Problem ::
Would you restate, exactly as they appear, the lines from the one containing "point per instance: island" through the end of the data below?

========

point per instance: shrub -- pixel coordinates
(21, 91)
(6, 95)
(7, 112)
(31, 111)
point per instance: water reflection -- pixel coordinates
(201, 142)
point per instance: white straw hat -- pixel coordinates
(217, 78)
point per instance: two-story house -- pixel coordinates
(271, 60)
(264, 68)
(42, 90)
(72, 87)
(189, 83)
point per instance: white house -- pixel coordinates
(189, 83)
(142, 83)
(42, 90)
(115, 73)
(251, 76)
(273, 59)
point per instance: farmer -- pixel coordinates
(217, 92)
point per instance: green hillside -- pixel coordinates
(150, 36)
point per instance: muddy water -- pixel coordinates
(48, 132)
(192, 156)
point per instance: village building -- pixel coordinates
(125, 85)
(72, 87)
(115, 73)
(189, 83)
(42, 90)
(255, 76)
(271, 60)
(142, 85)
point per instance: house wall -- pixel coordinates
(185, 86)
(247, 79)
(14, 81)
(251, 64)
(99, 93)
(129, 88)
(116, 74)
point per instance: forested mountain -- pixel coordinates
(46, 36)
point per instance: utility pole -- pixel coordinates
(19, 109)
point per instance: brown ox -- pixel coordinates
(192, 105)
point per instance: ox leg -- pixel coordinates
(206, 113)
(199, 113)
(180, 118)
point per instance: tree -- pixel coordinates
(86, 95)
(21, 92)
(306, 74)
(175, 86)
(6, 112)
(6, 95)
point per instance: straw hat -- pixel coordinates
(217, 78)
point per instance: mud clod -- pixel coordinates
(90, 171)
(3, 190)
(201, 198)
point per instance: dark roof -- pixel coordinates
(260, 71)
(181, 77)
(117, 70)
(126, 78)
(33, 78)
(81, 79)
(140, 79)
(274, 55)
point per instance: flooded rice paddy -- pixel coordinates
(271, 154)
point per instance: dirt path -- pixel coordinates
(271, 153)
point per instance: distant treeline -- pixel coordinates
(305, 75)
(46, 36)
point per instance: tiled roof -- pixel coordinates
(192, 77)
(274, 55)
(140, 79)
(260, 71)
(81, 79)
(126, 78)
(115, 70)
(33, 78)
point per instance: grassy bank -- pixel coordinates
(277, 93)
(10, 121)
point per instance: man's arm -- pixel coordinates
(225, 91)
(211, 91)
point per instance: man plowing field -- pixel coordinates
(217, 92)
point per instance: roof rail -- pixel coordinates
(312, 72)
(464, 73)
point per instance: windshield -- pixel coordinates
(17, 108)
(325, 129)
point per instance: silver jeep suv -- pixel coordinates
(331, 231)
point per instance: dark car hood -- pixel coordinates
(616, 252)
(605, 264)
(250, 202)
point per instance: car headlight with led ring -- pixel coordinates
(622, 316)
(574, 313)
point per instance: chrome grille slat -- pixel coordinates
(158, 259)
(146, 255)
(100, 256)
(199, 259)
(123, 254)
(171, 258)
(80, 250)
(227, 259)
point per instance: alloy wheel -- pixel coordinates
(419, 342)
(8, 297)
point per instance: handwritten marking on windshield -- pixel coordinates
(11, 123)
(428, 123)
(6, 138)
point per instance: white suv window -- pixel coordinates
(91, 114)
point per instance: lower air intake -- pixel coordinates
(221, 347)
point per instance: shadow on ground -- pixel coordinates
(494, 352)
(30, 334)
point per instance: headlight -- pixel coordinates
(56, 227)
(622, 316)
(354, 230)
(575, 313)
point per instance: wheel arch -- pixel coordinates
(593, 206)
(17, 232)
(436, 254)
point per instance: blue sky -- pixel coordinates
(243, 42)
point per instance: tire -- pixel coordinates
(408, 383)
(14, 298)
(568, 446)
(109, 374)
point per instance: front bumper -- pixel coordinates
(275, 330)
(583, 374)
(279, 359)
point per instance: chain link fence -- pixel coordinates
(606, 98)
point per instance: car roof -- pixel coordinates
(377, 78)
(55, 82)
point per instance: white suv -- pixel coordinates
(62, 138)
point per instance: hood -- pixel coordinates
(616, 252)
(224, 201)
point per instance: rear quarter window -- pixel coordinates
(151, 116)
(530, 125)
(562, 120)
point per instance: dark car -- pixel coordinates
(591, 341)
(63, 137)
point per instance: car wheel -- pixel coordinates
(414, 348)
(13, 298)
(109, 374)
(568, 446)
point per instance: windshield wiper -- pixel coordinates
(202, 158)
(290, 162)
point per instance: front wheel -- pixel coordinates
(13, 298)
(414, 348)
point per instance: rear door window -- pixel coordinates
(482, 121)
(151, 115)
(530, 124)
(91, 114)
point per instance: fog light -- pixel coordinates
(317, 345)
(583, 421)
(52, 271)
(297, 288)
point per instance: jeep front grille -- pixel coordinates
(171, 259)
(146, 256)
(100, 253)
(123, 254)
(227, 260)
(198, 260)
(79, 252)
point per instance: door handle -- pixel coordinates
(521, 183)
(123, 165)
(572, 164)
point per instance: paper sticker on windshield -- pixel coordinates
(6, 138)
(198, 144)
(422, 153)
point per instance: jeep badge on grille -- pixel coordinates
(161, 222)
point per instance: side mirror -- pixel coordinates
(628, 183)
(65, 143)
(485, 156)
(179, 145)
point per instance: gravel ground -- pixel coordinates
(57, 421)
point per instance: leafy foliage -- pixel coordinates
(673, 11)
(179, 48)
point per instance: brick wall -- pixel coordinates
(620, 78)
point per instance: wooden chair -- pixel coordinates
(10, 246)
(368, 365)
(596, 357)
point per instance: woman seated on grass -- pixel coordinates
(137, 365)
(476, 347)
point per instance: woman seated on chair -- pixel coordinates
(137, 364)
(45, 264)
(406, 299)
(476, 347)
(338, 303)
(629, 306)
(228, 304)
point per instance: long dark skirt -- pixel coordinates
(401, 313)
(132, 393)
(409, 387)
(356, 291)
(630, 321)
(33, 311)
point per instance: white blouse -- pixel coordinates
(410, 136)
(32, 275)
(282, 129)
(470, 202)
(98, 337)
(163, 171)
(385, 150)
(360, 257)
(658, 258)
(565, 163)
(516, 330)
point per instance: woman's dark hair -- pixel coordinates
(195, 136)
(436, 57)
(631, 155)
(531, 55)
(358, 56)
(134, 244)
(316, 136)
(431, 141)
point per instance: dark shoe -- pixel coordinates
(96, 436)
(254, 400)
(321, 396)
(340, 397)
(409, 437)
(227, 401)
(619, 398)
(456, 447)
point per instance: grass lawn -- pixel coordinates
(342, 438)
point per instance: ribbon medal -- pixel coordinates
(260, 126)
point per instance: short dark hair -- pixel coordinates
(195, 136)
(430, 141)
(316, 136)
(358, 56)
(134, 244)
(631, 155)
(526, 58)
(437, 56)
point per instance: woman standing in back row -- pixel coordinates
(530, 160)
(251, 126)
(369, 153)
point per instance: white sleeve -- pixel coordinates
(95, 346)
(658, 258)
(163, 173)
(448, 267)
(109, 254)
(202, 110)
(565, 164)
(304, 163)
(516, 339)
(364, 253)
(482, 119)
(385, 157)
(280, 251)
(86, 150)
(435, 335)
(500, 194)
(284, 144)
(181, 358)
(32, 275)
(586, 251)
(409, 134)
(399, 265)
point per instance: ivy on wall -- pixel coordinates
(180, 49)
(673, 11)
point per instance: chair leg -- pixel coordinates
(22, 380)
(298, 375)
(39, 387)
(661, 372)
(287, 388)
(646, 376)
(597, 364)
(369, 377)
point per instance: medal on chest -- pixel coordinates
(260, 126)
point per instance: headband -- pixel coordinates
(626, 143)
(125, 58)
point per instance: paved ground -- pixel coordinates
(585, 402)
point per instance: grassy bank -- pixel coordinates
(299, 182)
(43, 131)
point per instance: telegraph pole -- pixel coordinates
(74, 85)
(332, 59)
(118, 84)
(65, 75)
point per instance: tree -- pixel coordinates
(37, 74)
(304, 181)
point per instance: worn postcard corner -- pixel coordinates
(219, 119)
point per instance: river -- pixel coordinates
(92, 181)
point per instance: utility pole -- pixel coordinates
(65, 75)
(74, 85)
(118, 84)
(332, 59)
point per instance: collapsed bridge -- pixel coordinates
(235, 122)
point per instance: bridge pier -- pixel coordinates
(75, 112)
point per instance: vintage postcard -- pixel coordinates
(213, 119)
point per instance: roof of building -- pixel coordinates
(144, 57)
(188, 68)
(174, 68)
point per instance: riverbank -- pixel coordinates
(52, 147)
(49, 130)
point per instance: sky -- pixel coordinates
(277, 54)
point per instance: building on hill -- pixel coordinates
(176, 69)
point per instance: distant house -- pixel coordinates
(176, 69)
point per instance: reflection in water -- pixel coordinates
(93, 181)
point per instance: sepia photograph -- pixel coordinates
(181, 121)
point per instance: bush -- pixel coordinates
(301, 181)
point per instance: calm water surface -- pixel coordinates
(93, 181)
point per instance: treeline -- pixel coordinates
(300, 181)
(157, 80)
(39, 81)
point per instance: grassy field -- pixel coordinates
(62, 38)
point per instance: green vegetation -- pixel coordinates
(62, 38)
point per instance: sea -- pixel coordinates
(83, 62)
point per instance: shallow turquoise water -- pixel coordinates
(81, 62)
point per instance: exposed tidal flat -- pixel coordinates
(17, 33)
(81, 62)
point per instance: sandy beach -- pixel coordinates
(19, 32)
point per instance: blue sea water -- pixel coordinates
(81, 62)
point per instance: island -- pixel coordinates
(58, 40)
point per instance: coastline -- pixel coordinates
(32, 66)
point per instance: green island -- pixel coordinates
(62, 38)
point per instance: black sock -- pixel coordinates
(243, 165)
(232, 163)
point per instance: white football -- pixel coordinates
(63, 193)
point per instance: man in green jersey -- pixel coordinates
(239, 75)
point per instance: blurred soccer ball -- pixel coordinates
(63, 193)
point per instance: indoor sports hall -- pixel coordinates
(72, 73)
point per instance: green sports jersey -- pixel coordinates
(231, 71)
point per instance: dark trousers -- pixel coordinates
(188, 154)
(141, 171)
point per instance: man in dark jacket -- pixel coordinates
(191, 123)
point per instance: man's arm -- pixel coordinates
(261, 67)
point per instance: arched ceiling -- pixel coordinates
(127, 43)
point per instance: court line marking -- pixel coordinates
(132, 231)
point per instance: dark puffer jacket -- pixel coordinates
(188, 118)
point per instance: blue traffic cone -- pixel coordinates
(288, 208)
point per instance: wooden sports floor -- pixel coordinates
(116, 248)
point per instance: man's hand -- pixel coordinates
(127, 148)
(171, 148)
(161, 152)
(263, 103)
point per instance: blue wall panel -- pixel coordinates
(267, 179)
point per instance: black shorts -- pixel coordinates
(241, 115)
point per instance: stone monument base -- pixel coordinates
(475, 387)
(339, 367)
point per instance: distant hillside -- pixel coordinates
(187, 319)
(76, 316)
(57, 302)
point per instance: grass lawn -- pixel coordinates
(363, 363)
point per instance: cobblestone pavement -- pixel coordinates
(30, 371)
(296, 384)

========

Full output ::
point per instance: island -- pixel coordinates
(58, 40)
point per instance: coastline -- pixel coordinates
(32, 66)
point per instance: green island -- pixel coordinates
(62, 38)
point per instance: black sock -- pixel coordinates
(243, 165)
(232, 163)
point per instance: white football -- pixel coordinates
(63, 193)
point per instance: man in green jersey -- pixel coordinates
(239, 75)
point per instance: blurred soccer ball -- pixel coordinates
(63, 193)
point per instance: indoor sports hall -- pixel coordinates
(72, 73)
point per instance: green sports jersey -- pixel coordinates
(231, 71)
point per instance: dark trousers -- pixel coordinates
(188, 154)
(141, 171)
point per instance: man in dark jacket -- pixel coordinates
(191, 123)
point per instance: man's arm -- pixel coordinates
(261, 67)
point per instance: arched ceiling -- pixel coordinates
(127, 43)
point per instance: court line marking -- pixel coordinates
(132, 231)
point per instance: dark puffer jacket -- pixel coordinates
(188, 118)
point per instance: blue traffic cone -- pixel coordinates
(288, 208)
point per instance: wooden sports floor -- pixel coordinates
(116, 248)
point per instance: man's hand -- pixel coordinates
(127, 148)
(171, 148)
(161, 152)
(263, 103)
point per instance: blue wall panel -- pixel coordinates
(267, 179)
point per instance: black shorts -- pixel coordinates
(241, 115)
point per instance: stone monument base -- pixel coordinates
(475, 387)
(339, 367)
point per instance: distant hillside -- pixel coordinates
(187, 319)
(76, 316)
(57, 302)
point per instance: grass lawn -- pixel coordinates
(363, 363)
point per instance: cobblestone pavement -- pixel coordinates
(30, 371)
(296, 384)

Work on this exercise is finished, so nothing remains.